── GIVEN PASSAGE ──

AMERICAN ISRAEL PUBLIC AFFAIRS COMMITTEE (aipac ), U.S. organization often viewed as a synonym for – if not the embodiment of – "the Jewish lobby." Founded in 1951 to ensure the special relationship between the United States and Israel, aipac saw the partnership between the two countries as rooted in an understanding that Israel shares with the United States a deep and abiding commitment to democratic principles and institutions and is a reliable partner in defending shared interests.

On this basis, aipac built a formidable record over a period of six decades, reflecting the organizational skill of its leadership in mobilizing American Jewry in support of the Jewish state. In its early years, bringing together a popular constituency in support of a political goal was unique and previously unheard of within the national political process. Yet aipac benefited from the post-World War ii climate in which many Americans and virtually all Jews, appalled by the horrific calamity that had befallen European Jewry, were active (if not always eager) participants in grappling with the issue of what might be done to assure that the Jews never again be confronted with the imminent threat of extermination.

During World War ii, spirited debate swirled through the Jewish community over the timing and even the advisability of advocating the establishment of a Jewish state in Palestine. Pro-Zionists argued that no solution other than immediate statehood would allow Jews to achieve full rights and "normalcy" within the world community. Opponents pointed out that, in the midst of war, agitating for a Jewish homeland might be seen as hurting the effort to defeat Nazism. Other anti-Zionists strenuously opposed the state on the grounds that Jews are a religion, not a nationality.

While certain increasingly marginalized groups continued to maintain an anti-Zionist position, the creation of the State in 1948 abruptly ended the discussion of whether there should be a Jewish state and channeled communal energy and passion into the question of what steps needed to be taken to secure Israel against Arab irredentism and also provide the resources required to successfully integrate the huge numbers of refugees from Europe and Arab lands flooding the new Jewish nation.

───
── GIVEN DATA ──

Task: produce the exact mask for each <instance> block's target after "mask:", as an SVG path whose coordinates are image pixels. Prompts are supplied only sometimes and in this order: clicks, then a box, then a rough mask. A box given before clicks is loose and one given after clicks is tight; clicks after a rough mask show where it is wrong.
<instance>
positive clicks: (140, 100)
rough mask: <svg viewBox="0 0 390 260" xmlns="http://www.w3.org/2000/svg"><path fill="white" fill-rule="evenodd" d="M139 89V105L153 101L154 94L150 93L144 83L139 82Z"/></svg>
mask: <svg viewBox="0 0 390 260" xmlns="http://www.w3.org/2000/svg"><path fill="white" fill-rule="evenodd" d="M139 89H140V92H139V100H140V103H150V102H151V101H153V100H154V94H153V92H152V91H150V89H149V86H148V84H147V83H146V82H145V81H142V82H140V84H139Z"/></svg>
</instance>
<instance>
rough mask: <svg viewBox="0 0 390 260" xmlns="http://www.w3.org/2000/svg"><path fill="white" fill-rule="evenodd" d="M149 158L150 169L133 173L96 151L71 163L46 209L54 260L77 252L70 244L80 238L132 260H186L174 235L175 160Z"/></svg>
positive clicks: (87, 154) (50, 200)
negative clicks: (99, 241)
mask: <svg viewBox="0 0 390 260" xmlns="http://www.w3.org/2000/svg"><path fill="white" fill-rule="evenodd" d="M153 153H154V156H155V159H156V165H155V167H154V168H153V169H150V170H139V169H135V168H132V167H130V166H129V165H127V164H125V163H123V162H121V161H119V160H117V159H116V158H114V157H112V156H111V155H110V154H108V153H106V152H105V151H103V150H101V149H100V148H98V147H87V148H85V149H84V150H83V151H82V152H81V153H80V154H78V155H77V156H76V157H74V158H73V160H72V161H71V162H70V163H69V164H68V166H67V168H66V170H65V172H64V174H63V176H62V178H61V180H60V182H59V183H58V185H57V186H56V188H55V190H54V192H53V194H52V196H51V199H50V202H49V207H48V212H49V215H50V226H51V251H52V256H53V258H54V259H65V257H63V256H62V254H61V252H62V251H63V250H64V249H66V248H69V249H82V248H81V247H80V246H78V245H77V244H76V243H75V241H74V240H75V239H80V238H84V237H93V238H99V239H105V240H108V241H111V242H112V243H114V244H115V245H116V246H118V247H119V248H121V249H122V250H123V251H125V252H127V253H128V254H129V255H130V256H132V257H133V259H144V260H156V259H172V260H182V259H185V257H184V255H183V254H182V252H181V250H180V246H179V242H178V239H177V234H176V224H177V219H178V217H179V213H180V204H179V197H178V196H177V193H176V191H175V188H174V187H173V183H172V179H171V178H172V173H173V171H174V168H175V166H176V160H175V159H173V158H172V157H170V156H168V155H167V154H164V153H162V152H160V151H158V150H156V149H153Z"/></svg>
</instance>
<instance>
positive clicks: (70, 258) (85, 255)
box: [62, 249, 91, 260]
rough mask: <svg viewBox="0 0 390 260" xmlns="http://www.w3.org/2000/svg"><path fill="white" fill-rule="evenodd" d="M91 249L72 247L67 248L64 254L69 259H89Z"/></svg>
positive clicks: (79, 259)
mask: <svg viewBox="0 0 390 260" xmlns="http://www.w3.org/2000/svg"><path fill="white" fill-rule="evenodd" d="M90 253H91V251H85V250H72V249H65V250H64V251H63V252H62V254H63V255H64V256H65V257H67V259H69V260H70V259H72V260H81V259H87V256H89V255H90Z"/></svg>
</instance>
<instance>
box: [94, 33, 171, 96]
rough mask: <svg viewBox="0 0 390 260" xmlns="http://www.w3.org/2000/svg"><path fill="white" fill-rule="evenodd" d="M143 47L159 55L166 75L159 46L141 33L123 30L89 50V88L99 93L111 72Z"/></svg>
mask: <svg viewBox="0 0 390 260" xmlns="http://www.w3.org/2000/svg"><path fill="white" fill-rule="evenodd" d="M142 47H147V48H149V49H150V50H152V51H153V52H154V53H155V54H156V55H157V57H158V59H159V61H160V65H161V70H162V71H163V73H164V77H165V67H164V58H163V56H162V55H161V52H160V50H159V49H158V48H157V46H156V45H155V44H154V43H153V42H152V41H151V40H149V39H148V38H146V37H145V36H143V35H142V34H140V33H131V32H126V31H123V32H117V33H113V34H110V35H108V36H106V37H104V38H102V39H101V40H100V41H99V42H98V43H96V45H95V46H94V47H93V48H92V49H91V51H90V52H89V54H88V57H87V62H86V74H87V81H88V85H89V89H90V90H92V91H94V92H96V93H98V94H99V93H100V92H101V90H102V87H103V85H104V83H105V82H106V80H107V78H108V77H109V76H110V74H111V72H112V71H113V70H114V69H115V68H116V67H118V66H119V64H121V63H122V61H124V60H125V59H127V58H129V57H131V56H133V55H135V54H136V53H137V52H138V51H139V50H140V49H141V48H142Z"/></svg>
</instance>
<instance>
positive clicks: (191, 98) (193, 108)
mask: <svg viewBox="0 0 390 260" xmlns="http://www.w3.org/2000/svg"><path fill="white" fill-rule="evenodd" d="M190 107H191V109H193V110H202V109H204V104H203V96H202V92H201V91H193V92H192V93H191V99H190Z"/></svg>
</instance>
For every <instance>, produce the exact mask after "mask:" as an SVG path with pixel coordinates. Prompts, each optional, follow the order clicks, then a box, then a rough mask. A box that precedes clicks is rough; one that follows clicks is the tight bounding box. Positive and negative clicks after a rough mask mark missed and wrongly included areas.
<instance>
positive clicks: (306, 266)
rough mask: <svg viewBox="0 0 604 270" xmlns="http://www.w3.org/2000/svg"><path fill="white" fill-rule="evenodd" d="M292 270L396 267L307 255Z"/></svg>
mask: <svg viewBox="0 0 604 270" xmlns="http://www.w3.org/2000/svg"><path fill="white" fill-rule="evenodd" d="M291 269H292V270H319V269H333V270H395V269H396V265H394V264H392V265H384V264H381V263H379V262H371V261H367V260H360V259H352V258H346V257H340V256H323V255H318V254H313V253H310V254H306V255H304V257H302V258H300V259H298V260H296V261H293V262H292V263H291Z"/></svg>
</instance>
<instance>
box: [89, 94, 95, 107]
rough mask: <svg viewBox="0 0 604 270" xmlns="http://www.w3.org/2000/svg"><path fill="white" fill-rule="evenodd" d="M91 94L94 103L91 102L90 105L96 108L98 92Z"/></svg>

───

EXERCISE 1:
Edit the stretch of the AIPAC passage from "During World War" through "not a nationality.", replacing "spirited debate" with "vigorous debate".
EXERCISE 2:
According to the AIPAC passage, in what year was the organization founded?

EXERCISE RESULT 1:
During World War ii, vigorous debate swirled through the Jewish community over the timing and even the advisability of advocating the establishment of a Jewish state in Palestine. Pro-Zionists argued that no solution other than immediate statehood would allow Jews to achieve full rights and "normalcy" within the world community. Opponents pointed out that, in the midst of war, agitating for a Jewish homeland might be seen as hurting the effort to defeat Nazism. Other anti-Zionists strenuously opposed the state on the grounds that Jews are a religion, not a nationality.

EXERCISE RESULT 2:
1951